**WHAT YOU ARE ASKED TO DO**. Without the pictures, print the lines from the one holding "Could you point out the white knit" through the last line below, both included, exactly as they stand.

*** Opening of EXTRACTED INFORMATION ***

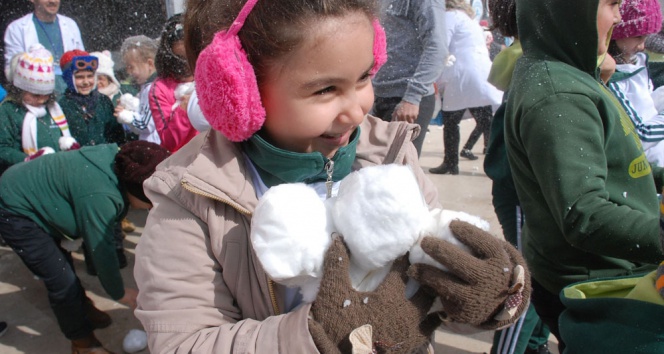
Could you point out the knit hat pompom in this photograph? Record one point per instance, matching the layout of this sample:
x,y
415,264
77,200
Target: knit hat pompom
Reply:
x,y
639,18
135,162
32,71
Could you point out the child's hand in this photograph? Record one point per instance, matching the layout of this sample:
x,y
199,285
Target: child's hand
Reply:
x,y
397,322
489,288
406,112
119,108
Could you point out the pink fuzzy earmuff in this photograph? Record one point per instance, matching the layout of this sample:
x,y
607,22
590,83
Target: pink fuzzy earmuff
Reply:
x,y
226,82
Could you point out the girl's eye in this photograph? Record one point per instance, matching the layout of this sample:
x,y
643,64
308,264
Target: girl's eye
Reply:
x,y
325,90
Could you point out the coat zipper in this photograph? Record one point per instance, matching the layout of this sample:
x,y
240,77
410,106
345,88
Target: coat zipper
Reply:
x,y
270,283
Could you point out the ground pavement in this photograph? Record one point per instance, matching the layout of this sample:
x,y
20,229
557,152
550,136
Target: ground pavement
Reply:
x,y
33,329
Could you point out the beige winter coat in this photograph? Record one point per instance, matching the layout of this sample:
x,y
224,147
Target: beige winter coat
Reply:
x,y
201,287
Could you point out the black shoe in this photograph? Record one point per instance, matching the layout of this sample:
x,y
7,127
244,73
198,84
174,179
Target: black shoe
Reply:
x,y
542,349
445,169
122,259
468,154
3,328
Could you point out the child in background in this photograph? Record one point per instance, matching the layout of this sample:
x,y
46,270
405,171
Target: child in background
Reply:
x,y
308,85
107,84
31,121
168,111
138,54
631,83
89,113
587,191
463,85
50,204
528,335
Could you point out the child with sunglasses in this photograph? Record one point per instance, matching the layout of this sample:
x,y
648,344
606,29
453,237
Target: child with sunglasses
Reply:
x,y
32,123
89,113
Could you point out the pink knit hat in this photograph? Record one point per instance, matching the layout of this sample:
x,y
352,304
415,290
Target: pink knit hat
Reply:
x,y
639,18
226,83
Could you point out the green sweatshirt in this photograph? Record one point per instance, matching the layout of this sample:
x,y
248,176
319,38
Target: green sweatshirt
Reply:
x,y
99,127
72,194
586,188
11,125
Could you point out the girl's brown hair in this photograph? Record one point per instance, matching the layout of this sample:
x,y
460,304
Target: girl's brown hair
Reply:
x,y
503,17
272,29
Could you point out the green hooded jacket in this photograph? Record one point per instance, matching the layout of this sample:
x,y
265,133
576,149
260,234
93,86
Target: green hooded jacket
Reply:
x,y
12,115
585,186
72,194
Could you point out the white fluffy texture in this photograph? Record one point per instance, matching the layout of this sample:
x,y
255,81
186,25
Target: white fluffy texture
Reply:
x,y
135,341
658,98
439,226
66,142
130,102
379,211
290,235
183,89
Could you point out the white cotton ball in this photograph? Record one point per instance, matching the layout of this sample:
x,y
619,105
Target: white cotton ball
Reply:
x,y
135,341
65,143
125,117
289,233
379,212
438,225
130,102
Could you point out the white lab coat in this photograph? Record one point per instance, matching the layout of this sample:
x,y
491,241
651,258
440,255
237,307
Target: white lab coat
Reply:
x,y
463,83
22,33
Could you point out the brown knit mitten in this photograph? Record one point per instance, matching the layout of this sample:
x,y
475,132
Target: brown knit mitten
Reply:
x,y
489,289
400,325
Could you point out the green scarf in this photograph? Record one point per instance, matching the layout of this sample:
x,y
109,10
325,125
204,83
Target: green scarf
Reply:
x,y
277,166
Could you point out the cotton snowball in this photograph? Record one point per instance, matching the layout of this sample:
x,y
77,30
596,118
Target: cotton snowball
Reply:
x,y
290,234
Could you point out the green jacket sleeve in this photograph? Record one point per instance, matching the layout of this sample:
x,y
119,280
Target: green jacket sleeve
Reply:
x,y
97,216
11,151
570,157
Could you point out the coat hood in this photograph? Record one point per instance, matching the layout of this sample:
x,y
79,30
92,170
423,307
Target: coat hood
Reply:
x,y
560,30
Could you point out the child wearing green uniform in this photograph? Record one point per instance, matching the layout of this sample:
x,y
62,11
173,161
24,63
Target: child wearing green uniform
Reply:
x,y
585,186
69,196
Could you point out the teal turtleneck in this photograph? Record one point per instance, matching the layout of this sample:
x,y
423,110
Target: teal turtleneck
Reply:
x,y
277,166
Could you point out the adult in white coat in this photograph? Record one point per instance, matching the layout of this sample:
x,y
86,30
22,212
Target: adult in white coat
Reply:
x,y
57,33
463,85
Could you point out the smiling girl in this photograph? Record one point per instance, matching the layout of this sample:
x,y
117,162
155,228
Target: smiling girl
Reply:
x,y
288,103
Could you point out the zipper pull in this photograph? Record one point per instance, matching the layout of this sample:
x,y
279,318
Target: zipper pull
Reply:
x,y
329,169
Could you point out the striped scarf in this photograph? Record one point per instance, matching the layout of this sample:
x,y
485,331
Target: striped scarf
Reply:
x,y
29,129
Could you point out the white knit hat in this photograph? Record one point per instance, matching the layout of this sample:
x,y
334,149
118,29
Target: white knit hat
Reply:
x,y
106,65
33,71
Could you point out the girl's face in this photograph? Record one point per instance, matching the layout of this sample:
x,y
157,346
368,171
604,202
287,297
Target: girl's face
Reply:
x,y
84,80
317,95
630,46
140,70
34,100
103,81
608,15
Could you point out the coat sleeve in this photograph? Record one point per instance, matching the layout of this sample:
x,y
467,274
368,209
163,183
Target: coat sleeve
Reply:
x,y
14,42
185,301
11,151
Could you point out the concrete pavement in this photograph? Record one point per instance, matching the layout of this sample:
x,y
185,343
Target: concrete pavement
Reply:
x,y
33,329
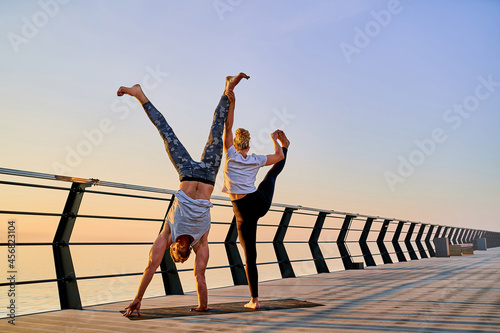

*** Close of EXTRACTED INFORMATION ***

**EXPECTED OUTPUT**.
Could you point out the white knit hat in this photograph? Record one point per instance, matching the layout of this sample:
x,y
334,149
118,29
Target: white knit hat
Reply:
x,y
106,65
33,71
Could you point out the girl's face in this photograph? Record one point per instance, matching the layout of this sample:
x,y
157,346
368,171
604,202
287,297
Target: girl's face
Reply:
x,y
84,80
317,95
630,46
140,70
34,100
103,81
608,15
Could you point out the coat sleeve in this photograph? Record one point per instance, matching the layout of this sample:
x,y
467,274
368,209
163,183
Target: coat sleeve
Reply:
x,y
14,42
185,301
11,151
Could you point out the concrete pavement in this photograph? Record one point per instance, matching the layout of this sample:
x,y
185,343
Target: concrete pavement
Reply:
x,y
33,329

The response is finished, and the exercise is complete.